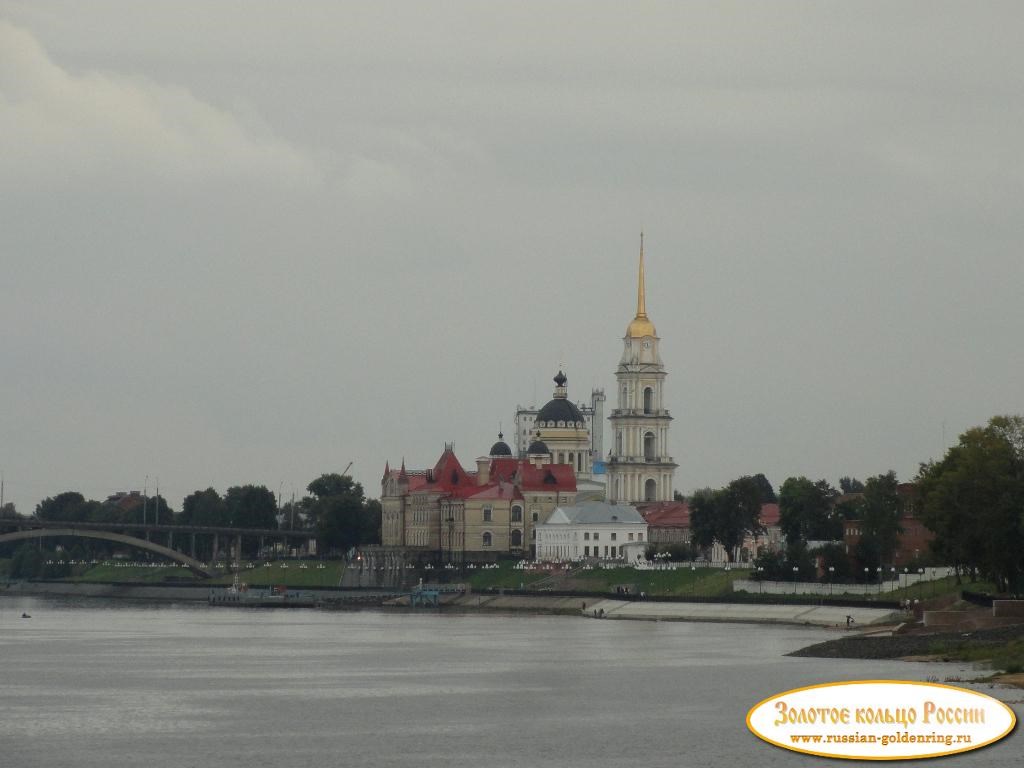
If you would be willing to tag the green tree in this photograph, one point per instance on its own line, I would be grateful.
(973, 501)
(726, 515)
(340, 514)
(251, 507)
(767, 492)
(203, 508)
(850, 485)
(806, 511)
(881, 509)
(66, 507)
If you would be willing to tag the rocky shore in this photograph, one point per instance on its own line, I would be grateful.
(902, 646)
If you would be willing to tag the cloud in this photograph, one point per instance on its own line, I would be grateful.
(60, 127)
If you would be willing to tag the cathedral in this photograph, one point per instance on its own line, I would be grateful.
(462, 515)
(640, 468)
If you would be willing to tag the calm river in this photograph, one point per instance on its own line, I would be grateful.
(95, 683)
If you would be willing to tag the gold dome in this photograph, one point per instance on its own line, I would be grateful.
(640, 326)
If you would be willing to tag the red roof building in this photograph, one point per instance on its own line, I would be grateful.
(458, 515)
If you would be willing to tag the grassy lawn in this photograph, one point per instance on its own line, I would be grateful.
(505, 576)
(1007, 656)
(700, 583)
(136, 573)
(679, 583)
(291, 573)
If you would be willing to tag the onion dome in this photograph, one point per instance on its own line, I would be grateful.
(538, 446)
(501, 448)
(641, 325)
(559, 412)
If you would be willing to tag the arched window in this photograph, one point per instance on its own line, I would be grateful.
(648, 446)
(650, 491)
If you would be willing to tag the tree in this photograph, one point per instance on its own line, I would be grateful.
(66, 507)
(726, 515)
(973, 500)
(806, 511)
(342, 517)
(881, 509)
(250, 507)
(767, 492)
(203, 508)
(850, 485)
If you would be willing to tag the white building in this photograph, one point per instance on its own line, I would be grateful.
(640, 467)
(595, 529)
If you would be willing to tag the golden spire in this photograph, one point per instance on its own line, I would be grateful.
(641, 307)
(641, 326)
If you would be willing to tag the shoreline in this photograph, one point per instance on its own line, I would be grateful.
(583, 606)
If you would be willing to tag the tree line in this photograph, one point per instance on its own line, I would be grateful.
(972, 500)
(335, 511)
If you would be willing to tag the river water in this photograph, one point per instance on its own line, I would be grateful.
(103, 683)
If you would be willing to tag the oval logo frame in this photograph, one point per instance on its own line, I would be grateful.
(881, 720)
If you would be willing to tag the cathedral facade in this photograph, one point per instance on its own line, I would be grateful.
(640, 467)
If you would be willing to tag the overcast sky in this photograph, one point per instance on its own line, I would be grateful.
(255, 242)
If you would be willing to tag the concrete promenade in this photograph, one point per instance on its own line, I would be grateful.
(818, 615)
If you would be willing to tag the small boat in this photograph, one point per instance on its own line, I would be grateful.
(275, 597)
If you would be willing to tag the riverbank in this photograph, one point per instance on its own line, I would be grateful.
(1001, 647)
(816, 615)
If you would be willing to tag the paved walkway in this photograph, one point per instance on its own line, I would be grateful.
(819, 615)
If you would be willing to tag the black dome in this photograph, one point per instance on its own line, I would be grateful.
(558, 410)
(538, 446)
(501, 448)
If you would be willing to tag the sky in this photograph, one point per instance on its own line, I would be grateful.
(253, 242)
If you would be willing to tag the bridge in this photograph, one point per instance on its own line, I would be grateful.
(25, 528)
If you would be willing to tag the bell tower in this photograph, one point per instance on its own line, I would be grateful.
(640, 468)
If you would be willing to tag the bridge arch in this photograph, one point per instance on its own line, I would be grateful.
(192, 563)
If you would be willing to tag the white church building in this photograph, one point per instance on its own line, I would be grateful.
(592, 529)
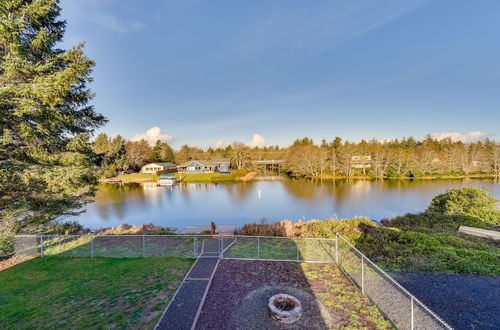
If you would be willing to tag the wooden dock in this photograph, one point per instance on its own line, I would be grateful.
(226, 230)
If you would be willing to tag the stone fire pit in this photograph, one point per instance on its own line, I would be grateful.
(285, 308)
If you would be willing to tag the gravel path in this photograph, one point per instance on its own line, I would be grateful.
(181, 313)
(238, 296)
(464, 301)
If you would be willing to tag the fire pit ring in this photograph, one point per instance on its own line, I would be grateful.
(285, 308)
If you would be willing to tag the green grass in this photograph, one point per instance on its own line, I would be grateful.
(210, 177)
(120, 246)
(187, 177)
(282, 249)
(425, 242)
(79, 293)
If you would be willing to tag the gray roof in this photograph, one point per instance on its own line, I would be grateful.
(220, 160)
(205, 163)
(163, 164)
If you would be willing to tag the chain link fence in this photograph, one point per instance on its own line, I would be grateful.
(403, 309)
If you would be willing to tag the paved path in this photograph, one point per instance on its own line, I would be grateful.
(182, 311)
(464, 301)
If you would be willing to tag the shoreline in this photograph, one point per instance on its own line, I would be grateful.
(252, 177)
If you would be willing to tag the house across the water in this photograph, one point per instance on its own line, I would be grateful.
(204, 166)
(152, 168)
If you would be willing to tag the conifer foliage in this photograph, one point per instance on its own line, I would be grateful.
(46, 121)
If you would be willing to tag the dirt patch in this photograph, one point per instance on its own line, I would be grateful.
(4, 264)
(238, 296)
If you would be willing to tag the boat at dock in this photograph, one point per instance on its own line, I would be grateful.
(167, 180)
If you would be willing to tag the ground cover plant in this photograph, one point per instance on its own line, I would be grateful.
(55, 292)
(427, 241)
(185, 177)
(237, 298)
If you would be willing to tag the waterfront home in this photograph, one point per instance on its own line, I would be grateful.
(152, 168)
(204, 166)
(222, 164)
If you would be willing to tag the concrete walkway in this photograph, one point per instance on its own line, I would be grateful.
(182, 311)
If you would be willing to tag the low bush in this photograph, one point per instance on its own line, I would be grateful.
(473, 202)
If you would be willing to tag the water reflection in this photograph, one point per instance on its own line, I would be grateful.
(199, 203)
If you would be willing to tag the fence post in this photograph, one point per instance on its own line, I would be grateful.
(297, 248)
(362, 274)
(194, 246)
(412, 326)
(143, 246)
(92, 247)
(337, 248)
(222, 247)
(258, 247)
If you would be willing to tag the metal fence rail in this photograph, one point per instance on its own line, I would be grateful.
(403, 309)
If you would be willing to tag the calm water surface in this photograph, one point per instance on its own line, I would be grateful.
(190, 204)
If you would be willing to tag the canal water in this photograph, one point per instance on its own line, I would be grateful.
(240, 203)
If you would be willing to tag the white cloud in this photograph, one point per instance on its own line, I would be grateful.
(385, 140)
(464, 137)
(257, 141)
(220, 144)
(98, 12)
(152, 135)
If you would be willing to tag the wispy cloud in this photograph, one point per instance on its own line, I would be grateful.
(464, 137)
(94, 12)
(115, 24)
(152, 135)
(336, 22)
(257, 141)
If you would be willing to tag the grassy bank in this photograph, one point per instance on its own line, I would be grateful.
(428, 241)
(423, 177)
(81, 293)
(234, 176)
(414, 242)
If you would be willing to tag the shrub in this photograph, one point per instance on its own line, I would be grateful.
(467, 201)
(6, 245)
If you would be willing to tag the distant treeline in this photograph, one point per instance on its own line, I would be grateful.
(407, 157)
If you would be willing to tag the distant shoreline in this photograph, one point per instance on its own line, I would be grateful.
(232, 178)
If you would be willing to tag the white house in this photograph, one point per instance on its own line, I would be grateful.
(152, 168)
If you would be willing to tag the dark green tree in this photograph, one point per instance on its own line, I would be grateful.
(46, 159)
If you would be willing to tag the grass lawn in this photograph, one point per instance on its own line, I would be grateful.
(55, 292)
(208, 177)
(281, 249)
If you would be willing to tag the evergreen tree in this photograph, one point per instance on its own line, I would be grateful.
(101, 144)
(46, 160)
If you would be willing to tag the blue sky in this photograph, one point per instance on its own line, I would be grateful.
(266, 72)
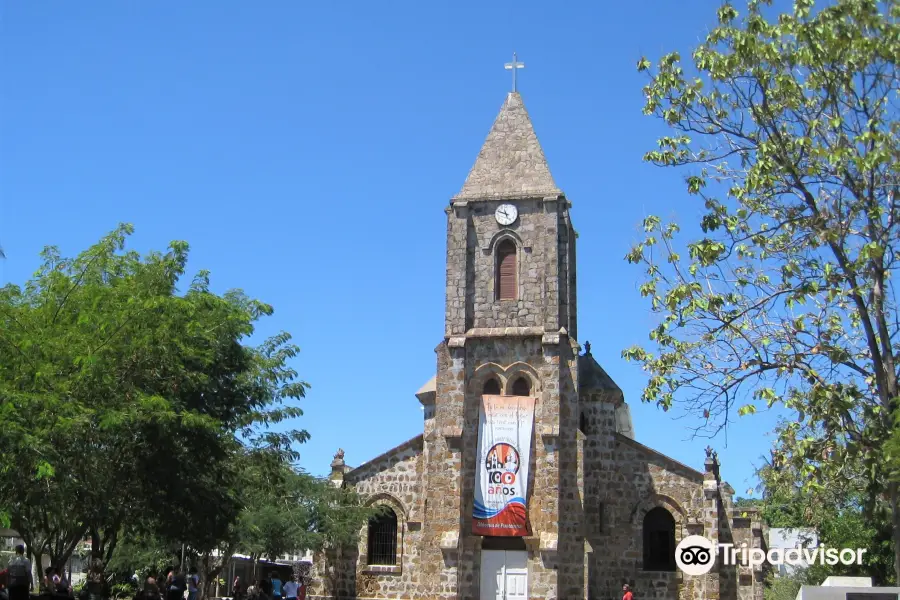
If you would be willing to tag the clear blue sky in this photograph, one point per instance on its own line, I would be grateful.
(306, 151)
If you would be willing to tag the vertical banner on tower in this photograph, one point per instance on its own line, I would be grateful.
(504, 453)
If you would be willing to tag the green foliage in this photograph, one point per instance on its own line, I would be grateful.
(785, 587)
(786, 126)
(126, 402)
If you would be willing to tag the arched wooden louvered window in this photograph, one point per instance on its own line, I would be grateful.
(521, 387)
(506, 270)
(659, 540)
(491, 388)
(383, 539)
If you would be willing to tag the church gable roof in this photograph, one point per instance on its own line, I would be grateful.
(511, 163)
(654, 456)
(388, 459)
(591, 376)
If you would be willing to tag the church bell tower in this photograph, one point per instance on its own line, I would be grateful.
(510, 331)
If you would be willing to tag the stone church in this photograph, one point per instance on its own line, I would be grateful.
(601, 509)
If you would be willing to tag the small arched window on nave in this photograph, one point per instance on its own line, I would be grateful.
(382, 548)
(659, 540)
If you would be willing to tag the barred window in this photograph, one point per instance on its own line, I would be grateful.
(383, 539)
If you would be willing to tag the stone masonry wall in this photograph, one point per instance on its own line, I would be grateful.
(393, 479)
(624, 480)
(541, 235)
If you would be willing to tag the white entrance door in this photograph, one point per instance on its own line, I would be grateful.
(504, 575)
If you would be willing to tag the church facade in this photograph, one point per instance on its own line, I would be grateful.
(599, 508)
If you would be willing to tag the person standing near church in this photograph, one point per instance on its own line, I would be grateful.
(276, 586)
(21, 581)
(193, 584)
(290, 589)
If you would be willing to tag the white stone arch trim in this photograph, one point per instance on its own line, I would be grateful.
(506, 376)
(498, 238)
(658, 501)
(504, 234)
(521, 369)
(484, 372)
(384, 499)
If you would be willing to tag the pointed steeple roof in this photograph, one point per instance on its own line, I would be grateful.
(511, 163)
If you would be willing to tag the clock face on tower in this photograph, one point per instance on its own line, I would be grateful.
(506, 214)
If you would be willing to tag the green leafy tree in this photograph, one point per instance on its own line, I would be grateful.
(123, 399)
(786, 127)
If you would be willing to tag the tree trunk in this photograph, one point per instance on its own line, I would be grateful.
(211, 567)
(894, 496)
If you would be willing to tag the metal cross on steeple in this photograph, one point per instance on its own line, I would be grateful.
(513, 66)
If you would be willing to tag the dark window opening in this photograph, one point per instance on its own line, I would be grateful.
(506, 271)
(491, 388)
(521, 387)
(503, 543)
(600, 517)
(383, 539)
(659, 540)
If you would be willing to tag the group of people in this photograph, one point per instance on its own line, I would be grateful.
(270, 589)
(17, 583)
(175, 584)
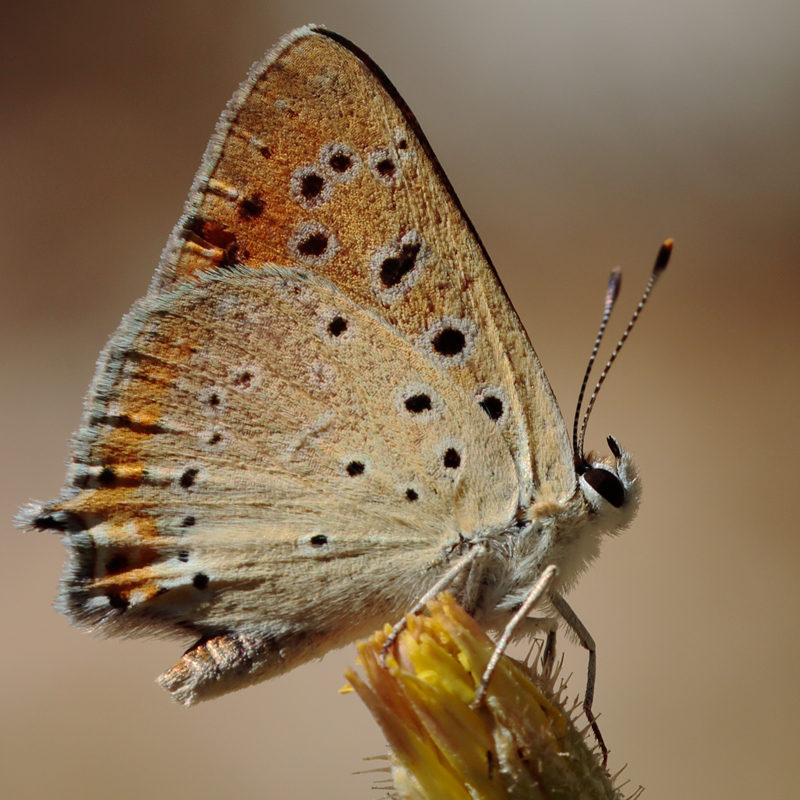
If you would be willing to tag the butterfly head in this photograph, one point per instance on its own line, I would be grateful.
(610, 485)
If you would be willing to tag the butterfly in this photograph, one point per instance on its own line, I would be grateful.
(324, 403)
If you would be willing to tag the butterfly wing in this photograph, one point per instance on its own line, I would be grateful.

What the task asks – Turn the entries from the line with "If you would be willing to tag the group" through the end of the entries into a numbered list, leaving out blank lines and pictures.

Solution to this problem –
1. If you would be willing to tag the group of people in this photograph, one point per instance on its own line, I would be grateful.
2. (270, 589)
3. (17, 583)
4. (175, 584)
5. If you would be willing to tag the butterfly head in this photograph, one point per instance on its own line, I would be grateful.
6. (610, 485)
7. If you would be willing to tag the butterfly in this photograph, one point per instance on its own line, I would be grateful.
8. (324, 403)
9. If you would be willing to tag the butterfly wing in this photograph, one point per instance on its own line, I would be grateful.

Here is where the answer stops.